- _YOUR GOAL_: Reproduce the passage of the article on carrying money to Vietnam between "The RBI Rules: Three" and "break them down.", inclusive.

- _TEXT SECTION_:
How Much Indian Currency Can You Carry to Vietnam? RBI Limits Explained
I was at IGI Airport in Delhi, backpack stuffed with ₹25,000 in cash and a Niyo card loaded with ₹1,50,000, heading to Ho Chi Minh City to buy a MacBook Pro M4. The customs officer glanced at my declaration form and asked: "How much foreign exchange are you carrying?" I froze for a second. I knew the RBI had rules about how much Indian currency you can carry to Vietnam - and rules about foreign currency, forex cards, the whole thing. But in that moment, standing at the counter, I couldn't remember the exact numbers.
Don't be me. Know the Indian currency carry Vietnam RBI limit before you pack. It's not complicated, but getting it wrong can mean confiscated cash and a missed flight.
The RBI Rules: Three Different Limits You Need to Know
The Reserve Bank of India has three separate limits that apply when you're taking money out of India. They sound similar but work differently. Let me break them down.
Limit 1: Indian Rupee Cash - ₹25,000 Maximum
You can carry a maximum of ₹25,000 in Indian Rupee notes out of India. This is a hard limit set by the RBI. No exceptions for "but I'm going shopping."

Source records
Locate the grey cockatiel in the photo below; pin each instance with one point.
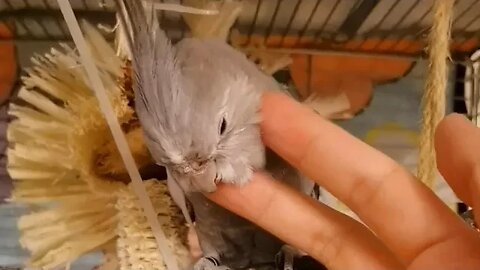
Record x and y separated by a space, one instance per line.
198 105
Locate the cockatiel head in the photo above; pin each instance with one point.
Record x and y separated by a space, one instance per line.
198 106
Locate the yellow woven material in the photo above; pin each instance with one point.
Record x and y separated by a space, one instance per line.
136 246
433 100
52 152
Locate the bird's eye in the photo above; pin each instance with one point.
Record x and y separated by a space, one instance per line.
223 126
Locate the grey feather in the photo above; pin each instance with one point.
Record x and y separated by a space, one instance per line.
198 104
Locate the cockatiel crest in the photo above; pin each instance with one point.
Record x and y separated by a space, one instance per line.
198 109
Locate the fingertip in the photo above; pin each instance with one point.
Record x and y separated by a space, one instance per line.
456 142
450 125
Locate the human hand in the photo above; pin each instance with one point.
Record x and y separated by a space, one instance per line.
410 228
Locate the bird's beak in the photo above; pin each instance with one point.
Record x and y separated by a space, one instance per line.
205 181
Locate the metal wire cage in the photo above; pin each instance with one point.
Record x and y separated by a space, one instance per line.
386 27
373 28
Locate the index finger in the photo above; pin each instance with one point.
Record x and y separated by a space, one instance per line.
393 203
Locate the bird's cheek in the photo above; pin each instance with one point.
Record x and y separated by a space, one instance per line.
205 182
225 171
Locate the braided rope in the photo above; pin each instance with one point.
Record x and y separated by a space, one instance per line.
433 100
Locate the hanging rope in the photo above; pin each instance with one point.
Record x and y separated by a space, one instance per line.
433 100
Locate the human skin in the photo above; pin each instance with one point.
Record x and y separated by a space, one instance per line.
408 226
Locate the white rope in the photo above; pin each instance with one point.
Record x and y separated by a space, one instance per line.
166 254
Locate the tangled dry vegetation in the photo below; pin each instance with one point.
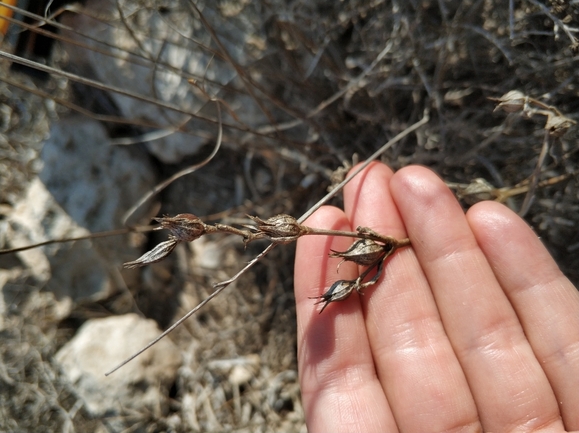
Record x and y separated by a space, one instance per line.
304 88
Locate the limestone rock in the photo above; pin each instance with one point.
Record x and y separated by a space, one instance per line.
140 385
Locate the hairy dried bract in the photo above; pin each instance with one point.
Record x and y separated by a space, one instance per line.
184 227
280 228
362 252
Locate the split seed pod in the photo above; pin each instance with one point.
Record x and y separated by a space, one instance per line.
362 252
338 291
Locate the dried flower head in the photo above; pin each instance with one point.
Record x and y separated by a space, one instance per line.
155 255
338 291
362 252
184 227
280 228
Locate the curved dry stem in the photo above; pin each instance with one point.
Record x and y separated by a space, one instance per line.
222 285
373 157
160 187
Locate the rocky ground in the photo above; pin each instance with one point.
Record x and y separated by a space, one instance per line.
141 90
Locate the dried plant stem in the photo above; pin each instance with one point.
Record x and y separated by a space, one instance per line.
373 157
535 176
219 287
360 234
79 238
161 186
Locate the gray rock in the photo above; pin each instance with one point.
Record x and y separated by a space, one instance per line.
85 186
156 53
140 385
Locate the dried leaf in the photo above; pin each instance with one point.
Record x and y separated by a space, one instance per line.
155 255
184 227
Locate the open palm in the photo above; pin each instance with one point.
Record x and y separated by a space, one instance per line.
473 328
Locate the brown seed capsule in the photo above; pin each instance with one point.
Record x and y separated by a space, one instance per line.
362 252
338 291
155 255
184 227
280 228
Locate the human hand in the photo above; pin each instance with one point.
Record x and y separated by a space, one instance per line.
473 328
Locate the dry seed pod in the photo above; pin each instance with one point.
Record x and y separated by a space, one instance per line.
155 255
558 125
184 227
362 252
280 228
338 291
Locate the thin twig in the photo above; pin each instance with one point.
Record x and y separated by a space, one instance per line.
158 188
373 157
219 287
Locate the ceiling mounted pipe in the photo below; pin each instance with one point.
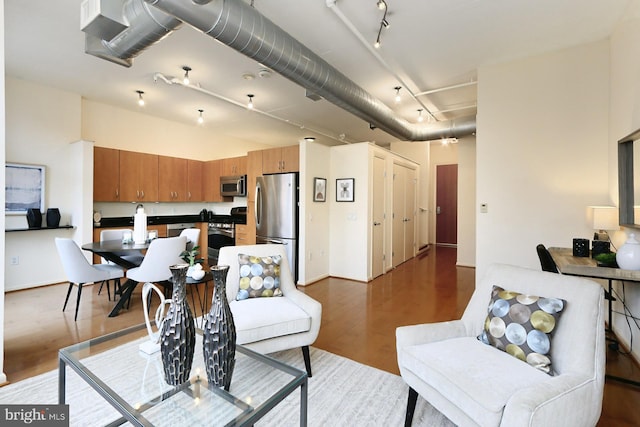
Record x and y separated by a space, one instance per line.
243 28
147 25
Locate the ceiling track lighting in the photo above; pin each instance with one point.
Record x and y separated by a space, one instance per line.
382 5
185 79
398 97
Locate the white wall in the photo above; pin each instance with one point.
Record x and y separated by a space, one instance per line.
541 152
41 123
314 221
624 119
3 376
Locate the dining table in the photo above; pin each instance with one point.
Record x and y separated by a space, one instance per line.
115 251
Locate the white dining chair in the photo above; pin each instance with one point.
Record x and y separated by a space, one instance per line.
162 254
135 257
79 271
192 235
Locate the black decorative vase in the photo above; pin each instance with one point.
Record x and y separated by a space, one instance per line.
34 218
53 217
178 334
219 333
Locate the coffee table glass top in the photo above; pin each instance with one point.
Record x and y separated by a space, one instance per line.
133 383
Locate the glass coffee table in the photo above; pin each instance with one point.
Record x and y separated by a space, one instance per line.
133 383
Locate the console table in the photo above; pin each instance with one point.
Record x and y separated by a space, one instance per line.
588 267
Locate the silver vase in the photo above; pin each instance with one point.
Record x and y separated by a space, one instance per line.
219 333
178 334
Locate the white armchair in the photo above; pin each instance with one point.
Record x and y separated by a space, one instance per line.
269 324
474 384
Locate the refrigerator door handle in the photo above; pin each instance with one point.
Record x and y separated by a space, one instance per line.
279 242
258 208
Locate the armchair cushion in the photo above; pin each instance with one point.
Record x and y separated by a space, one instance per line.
522 325
259 319
259 276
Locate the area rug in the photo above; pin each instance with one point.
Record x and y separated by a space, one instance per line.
341 393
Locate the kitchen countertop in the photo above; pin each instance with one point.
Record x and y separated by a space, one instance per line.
127 221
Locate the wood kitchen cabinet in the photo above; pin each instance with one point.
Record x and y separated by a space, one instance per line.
211 182
138 177
195 175
234 166
172 179
106 174
254 170
281 159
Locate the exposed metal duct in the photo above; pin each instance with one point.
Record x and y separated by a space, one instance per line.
147 25
243 28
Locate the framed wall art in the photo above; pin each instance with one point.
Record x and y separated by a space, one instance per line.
320 190
345 189
24 188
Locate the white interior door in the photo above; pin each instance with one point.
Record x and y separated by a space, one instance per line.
377 226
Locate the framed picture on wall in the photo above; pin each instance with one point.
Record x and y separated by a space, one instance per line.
345 189
24 188
320 190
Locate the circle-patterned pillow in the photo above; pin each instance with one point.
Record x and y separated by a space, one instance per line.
259 276
522 325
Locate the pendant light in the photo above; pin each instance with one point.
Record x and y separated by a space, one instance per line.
185 79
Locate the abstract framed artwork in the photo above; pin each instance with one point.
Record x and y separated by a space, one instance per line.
345 191
320 190
24 188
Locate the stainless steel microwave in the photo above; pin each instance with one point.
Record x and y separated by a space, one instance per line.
233 185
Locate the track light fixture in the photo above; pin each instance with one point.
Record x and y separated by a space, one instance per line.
185 79
398 97
382 5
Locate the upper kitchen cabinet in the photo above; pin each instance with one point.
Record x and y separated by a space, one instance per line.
172 179
234 166
106 175
195 175
211 181
281 159
254 169
138 177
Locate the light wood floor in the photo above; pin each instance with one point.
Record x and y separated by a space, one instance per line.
358 322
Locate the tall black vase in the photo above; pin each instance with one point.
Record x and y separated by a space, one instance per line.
178 334
219 333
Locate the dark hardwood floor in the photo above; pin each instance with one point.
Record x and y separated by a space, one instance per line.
358 322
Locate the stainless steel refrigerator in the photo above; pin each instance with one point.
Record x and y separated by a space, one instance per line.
277 214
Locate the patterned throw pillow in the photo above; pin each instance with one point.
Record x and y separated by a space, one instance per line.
522 325
259 276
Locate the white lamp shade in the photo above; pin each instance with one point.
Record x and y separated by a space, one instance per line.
605 218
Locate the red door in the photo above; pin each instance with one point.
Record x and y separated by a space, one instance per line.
447 204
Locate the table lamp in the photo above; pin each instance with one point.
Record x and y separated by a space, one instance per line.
604 218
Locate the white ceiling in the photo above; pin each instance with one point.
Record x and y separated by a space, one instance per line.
430 44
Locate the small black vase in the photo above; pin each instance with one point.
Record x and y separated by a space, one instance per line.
219 333
178 333
34 218
53 217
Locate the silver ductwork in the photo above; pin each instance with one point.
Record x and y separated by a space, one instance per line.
242 27
146 26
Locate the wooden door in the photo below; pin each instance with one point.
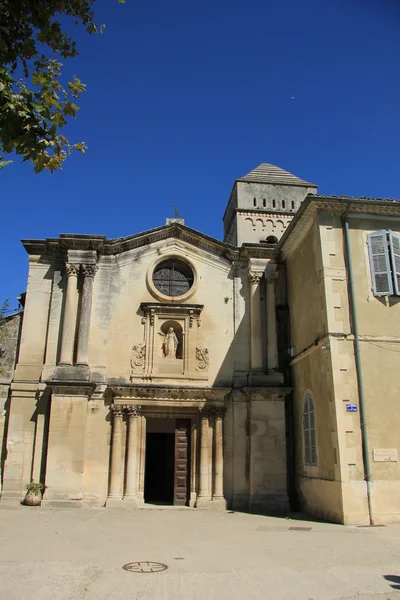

- _SOLUTION_:
The RBI Rules: Three Different Limits You Need to Know
The Reserve Bank of India has three separate limits that apply when you're taking money out of India. They sound similar but work differently. Let me break them down.